「酒は百薬の長」という言葉があります。ところが、2018年に世界3大医学誌の1つ The Lancet に発表された論文と引用論文によれば、アルコールは一滴から死亡リスクを上げるそうです。コロナ禍もあって、私はノンアルコールワインに切り替えました。
さよなら「酒は百薬の長」伝説
飲み会でよく交わされる会話です:
「『酒は百薬の長』だから、少々の風邪ぐらいなら、体が温まるしアルコール消毒になるよ。」
いや、怖いですね、知らなかったということは。2018年に世界3大医学誌の1つ The Lancet に発表された論文と引用論文によれば、題名 “No level of alcohol consumption improves health” 通り、アルコールは一滴から死亡リスクを上げるそうです。
引用論文は世界 195 の国と地域にまたがって、15 歳から 95 歳を対象に 2,800 万人のデータを集めてメタアナリシス(同等のデータとできる研究を集めて、大規模な統計データとして分析する方法)したものです(論文2)。統計的に十分信用に値します。
「酒は百薬の長」ダメでも、「フレンチ・パラドックス」は?
こちらも有名な「フレンチ・パラドックス」という言葉があります。フランス人はあんなにコテコテの脂ぎった料理を頬張り、昼間からワインを水代わりに飲んでいるのに、なぜ他国よりも心疾患が少ないのかーというものです。
先ほどの論文で引用されている別の論文は、195の国と地域にまたがって15歳から95歳の人たちを対象にしています(論文2)。2,800 万人のデータを基にしたメタアナリシス(同等のデータとして扱える研究を集めて統計数を増やして解析する方法)です。十分信用するに値します。
この引用論文でも、やはり「フレンチ・パラドックス」に近い傾向が読み取れます。ガンや結核などの死亡リスクが高い疾患23つの中で、心疾患と糖尿病だけは少量であれば、死亡リスクを下げる効果がありました。
どれぐらい少量でしょう。現在の1日当たりの標準飲酒量は純粋なエタノールにして10g です。アルコール度数 5% のビールであれば、500ml 缶1本です。心疾患と糖尿病による死亡リスクを最小にする適量は標準飲酒量の 8 割から 9 割です。500ml 缶は諦めて、350ml 缶で我慢する必要があります。

データセットの項目
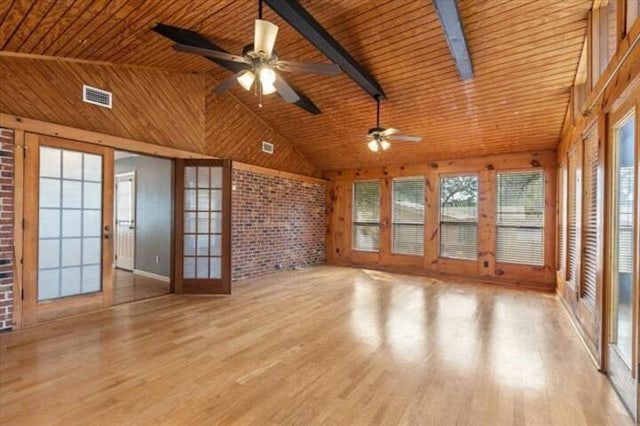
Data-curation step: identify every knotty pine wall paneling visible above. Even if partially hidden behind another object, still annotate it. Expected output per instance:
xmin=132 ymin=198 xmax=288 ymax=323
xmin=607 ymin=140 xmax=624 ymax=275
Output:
xmin=325 ymin=151 xmax=557 ymax=291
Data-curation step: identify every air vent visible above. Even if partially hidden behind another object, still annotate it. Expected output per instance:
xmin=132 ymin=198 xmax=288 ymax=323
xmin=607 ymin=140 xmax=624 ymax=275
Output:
xmin=82 ymin=84 xmax=112 ymax=108
xmin=262 ymin=141 xmax=273 ymax=154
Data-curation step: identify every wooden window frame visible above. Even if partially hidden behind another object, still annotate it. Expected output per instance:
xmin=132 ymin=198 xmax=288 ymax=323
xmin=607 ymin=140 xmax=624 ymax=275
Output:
xmin=391 ymin=176 xmax=427 ymax=257
xmin=437 ymin=171 xmax=481 ymax=263
xmin=351 ymin=179 xmax=382 ymax=253
xmin=494 ymin=167 xmax=547 ymax=267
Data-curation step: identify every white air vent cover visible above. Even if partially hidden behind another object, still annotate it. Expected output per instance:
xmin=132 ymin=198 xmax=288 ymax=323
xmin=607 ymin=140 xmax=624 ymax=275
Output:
xmin=82 ymin=84 xmax=112 ymax=108
xmin=262 ymin=141 xmax=273 ymax=154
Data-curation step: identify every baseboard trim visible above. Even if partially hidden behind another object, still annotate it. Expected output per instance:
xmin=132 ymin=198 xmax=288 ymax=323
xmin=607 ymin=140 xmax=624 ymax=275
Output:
xmin=133 ymin=269 xmax=171 ymax=283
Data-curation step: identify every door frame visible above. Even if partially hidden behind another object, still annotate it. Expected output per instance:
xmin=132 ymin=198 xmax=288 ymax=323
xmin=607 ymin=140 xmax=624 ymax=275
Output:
xmin=113 ymin=170 xmax=136 ymax=272
xmin=0 ymin=112 xmax=213 ymax=330
xmin=602 ymin=94 xmax=640 ymax=421
xmin=171 ymin=159 xmax=233 ymax=294
xmin=22 ymin=133 xmax=114 ymax=325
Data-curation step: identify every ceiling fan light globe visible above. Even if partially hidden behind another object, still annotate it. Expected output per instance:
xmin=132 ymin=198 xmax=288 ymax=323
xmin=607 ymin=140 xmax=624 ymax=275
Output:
xmin=260 ymin=82 xmax=277 ymax=95
xmin=238 ymin=71 xmax=256 ymax=91
xmin=253 ymin=19 xmax=278 ymax=59
xmin=260 ymin=67 xmax=276 ymax=86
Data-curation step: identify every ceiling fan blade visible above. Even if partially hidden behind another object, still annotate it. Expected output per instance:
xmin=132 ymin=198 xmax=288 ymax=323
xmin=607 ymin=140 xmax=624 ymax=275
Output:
xmin=173 ymin=43 xmax=251 ymax=65
xmin=253 ymin=19 xmax=278 ymax=59
xmin=213 ymin=71 xmax=245 ymax=93
xmin=276 ymin=61 xmax=340 ymax=76
xmin=389 ymin=135 xmax=422 ymax=142
xmin=274 ymin=73 xmax=300 ymax=104
xmin=380 ymin=127 xmax=400 ymax=136
xmin=152 ymin=23 xmax=252 ymax=73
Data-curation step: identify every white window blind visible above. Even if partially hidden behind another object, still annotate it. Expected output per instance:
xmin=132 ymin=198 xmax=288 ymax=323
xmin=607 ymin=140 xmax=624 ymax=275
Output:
xmin=566 ymin=149 xmax=578 ymax=284
xmin=440 ymin=175 xmax=478 ymax=260
xmin=496 ymin=170 xmax=544 ymax=266
xmin=392 ymin=177 xmax=424 ymax=256
xmin=580 ymin=126 xmax=599 ymax=307
xmin=352 ymin=181 xmax=380 ymax=251
xmin=557 ymin=165 xmax=567 ymax=271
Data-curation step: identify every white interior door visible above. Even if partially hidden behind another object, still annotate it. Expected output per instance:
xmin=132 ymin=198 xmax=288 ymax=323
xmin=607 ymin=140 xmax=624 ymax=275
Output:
xmin=116 ymin=173 xmax=136 ymax=271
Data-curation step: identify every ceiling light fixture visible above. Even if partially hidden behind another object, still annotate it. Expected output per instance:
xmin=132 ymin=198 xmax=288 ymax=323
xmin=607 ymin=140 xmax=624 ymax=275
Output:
xmin=174 ymin=0 xmax=340 ymax=107
xmin=236 ymin=70 xmax=256 ymax=92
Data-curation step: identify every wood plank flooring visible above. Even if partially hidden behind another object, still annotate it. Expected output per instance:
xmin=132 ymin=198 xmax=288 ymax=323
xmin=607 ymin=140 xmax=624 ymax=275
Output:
xmin=113 ymin=269 xmax=169 ymax=305
xmin=0 ymin=266 xmax=631 ymax=426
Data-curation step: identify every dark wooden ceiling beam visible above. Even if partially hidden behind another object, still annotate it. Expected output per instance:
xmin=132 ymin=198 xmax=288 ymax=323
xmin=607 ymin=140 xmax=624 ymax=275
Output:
xmin=264 ymin=0 xmax=386 ymax=100
xmin=433 ymin=0 xmax=473 ymax=80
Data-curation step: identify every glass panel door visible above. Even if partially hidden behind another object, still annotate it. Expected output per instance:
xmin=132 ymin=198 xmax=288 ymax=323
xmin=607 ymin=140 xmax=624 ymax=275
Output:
xmin=182 ymin=166 xmax=222 ymax=279
xmin=611 ymin=116 xmax=635 ymax=367
xmin=38 ymin=146 xmax=103 ymax=301
xmin=175 ymin=160 xmax=231 ymax=293
xmin=607 ymin=110 xmax=638 ymax=418
xmin=22 ymin=133 xmax=113 ymax=325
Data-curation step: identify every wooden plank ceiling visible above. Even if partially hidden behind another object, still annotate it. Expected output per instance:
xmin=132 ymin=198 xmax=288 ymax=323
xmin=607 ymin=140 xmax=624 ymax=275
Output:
xmin=0 ymin=0 xmax=591 ymax=170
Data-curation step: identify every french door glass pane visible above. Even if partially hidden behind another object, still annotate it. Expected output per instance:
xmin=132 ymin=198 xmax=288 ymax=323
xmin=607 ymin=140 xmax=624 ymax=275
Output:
xmin=612 ymin=116 xmax=637 ymax=366
xmin=38 ymin=146 xmax=102 ymax=301
xmin=183 ymin=167 xmax=223 ymax=279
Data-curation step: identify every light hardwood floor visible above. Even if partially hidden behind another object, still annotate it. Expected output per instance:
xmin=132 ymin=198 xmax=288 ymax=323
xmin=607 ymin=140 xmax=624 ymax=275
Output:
xmin=0 ymin=266 xmax=631 ymax=426
xmin=113 ymin=269 xmax=169 ymax=305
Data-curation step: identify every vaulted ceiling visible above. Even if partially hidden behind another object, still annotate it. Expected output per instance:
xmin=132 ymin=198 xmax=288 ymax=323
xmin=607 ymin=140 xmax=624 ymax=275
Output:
xmin=0 ymin=0 xmax=591 ymax=170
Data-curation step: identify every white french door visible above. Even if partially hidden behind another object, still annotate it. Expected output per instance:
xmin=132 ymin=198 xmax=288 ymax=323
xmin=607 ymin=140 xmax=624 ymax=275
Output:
xmin=23 ymin=133 xmax=113 ymax=325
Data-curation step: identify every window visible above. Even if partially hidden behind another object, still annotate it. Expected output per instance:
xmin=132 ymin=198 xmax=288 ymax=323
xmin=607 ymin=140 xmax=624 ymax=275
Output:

- [実施する課題]
A. 飲酒と健康についての文章にある次の一文を英語に訳しなさい。「心疾患と糖尿病による死亡リスクを最小にする適量は標準飲酒量の 8 割から 9 割です。」
B. 次の (i)〜(iii) が飲酒と健康についての文章の内容と合っているかどうか、それぞれ「はい」か「いいえ」で答えなさい。判断の根拠となる本文の語句もそのまま引用すること。(i) 引用論文は 2,800 万人のデータを集めて分析したものである。(ii) 筆者はビールに切り替えた。(iii) 現在の1日当たりの標準飲酒量は、純粋なエタノールにして 20g である。
C. 上の飲酒と健康についての文章の続きを、最後の一文の後から書きなさい。

- [課題の解答]
A. The appropriate amount that minimizes the risk of death from heart disease and diabetes is 80 to 90 percent of the standard drinking amount.

B.
(i) はい。「2,800 万人のデータを集めてメタアナリシス」
(ii) いいえ。「私はノンアルコールワインに切り替えました」
(iii) いいえ。「現在の1日当たりの標準飲酒量は純粋なエタノールにして10g です」

C.
しかし、心疾患と糖尿病による死亡リスクを最小にできたとしても、他がいけません。死亡リスクが高いその他 21 の疾患が黙っていないのです。すべてのリスクを勘案すると、結局、アルコール1滴から量が増えるに従って一貫して死亡リスクが増える結果になりました。
アルコールは脳にとって徹頭徹尾悪い
“Nature Communication” に掲載された研究で、UK Biobank に収められた 3.7 万人の健常な白人被験者の脳画像データを解析したところ、これまで適量とされてきた飲酒量(純粋エタノール 8g もしくは 10ml)の1倍から2倍程度であっても、脳を萎縮させたということが分かりました(論文3)。
飲酒量が多ければ多いほど脳の萎縮もひどくなる傾向も確認できました。脳の萎縮は神経細胞の数が減るだけでなく、神経細胞同士の接続も減ります。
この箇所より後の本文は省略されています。